▶ [Records]

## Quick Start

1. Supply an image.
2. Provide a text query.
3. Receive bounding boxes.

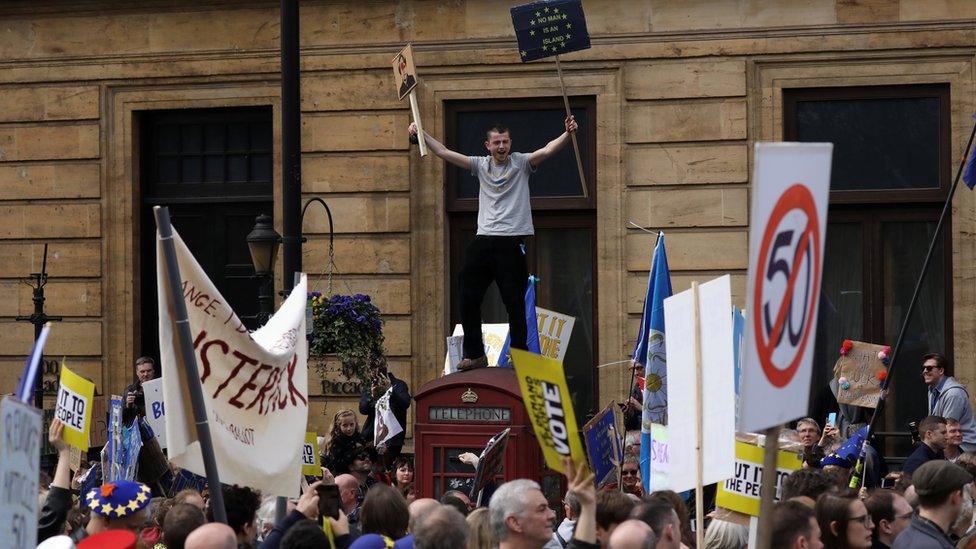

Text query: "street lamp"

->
[247,214,281,326]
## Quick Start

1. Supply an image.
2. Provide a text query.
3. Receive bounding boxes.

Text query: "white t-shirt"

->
[468,153,535,236]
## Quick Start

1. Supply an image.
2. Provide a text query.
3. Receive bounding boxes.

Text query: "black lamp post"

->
[247,214,281,326]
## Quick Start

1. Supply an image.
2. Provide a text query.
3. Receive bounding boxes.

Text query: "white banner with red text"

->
[156,230,308,497]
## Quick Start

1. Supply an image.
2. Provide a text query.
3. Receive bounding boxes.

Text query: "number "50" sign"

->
[739,143,833,431]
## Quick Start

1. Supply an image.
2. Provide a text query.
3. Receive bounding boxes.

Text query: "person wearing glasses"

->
[620,456,644,498]
[815,492,874,549]
[864,488,914,549]
[922,353,976,452]
[891,460,973,549]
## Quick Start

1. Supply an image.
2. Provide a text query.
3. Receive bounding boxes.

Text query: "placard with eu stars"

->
[512,0,590,63]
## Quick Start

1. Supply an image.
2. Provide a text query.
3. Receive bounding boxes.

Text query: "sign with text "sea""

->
[739,143,833,431]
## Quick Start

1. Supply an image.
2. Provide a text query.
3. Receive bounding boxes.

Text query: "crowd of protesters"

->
[24,348,976,549]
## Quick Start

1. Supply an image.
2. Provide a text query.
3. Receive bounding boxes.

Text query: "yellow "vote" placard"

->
[715,441,803,517]
[302,433,322,477]
[511,349,586,473]
[54,362,95,451]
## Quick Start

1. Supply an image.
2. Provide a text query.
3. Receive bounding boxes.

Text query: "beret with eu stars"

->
[85,480,150,519]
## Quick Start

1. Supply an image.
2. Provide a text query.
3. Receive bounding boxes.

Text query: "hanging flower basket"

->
[308,292,386,380]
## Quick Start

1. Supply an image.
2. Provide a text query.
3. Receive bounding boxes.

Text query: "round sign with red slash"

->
[751,183,821,387]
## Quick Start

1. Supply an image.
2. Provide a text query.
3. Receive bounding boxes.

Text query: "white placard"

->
[142,378,166,448]
[654,275,735,492]
[740,143,833,431]
[444,324,508,375]
[373,387,403,446]
[0,397,43,549]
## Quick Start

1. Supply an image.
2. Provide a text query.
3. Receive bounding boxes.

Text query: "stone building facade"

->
[0,0,976,446]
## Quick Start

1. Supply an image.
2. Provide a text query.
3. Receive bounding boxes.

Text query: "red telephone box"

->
[414,368,565,508]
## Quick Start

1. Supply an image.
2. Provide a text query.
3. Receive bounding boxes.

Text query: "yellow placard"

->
[715,441,803,517]
[54,362,95,451]
[511,349,586,473]
[302,433,322,477]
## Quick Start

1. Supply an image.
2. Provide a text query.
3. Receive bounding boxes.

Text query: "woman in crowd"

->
[359,484,410,540]
[393,455,413,490]
[816,492,874,549]
[322,410,365,476]
[465,507,498,549]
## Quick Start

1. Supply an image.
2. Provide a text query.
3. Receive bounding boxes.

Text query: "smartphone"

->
[315,484,339,519]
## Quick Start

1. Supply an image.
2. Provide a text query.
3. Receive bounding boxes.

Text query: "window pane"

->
[536,228,598,425]
[881,221,951,455]
[450,108,590,198]
[810,223,864,421]
[180,124,203,153]
[796,97,940,191]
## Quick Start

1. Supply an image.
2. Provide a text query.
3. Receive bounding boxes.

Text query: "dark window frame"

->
[783,84,952,204]
[139,105,275,203]
[783,84,954,456]
[444,96,597,213]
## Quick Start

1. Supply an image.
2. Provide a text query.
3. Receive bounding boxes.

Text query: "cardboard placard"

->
[834,341,887,408]
[583,400,624,489]
[0,397,41,549]
[715,441,803,516]
[512,349,586,474]
[302,433,322,477]
[54,365,95,450]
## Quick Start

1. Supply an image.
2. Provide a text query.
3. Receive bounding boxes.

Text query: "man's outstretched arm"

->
[529,115,579,168]
[407,122,471,170]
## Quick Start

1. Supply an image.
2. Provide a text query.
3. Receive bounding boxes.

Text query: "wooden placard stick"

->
[552,55,590,198]
[410,88,427,156]
[691,281,705,547]
[756,425,782,549]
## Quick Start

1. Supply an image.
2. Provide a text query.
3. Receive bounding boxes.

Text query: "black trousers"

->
[458,236,529,358]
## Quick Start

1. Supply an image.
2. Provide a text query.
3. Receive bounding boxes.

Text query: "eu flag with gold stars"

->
[512,0,590,62]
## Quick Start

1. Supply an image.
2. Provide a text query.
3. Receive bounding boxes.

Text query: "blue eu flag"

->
[512,0,590,63]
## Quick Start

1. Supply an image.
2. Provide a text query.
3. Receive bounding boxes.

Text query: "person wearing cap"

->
[71,480,152,541]
[891,460,973,549]
[901,416,946,473]
[922,353,976,452]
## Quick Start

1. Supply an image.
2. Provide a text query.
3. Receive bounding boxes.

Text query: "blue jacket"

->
[927,376,976,452]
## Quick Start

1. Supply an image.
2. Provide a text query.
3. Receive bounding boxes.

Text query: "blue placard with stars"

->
[512,0,590,62]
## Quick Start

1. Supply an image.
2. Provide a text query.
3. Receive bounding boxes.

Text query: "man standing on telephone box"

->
[408,116,578,371]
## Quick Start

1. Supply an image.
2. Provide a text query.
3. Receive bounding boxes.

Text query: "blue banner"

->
[634,233,671,494]
[512,0,590,62]
[583,402,623,490]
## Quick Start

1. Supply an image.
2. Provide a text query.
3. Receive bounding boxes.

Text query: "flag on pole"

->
[498,275,542,368]
[962,114,976,190]
[525,275,542,354]
[16,322,51,408]
[634,232,671,493]
[511,0,590,63]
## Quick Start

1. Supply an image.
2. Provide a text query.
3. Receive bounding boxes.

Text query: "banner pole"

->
[691,281,705,547]
[153,206,227,524]
[409,87,427,156]
[750,425,782,549]
[848,114,976,490]
[556,55,590,198]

▶ [Task description]
Identify each line of the data above that contains the word "banner" and copy those lines.

▶ [Right answer]
Text query: "white banner with red text"
Text query: "blue banner"
Text query: "banner pole"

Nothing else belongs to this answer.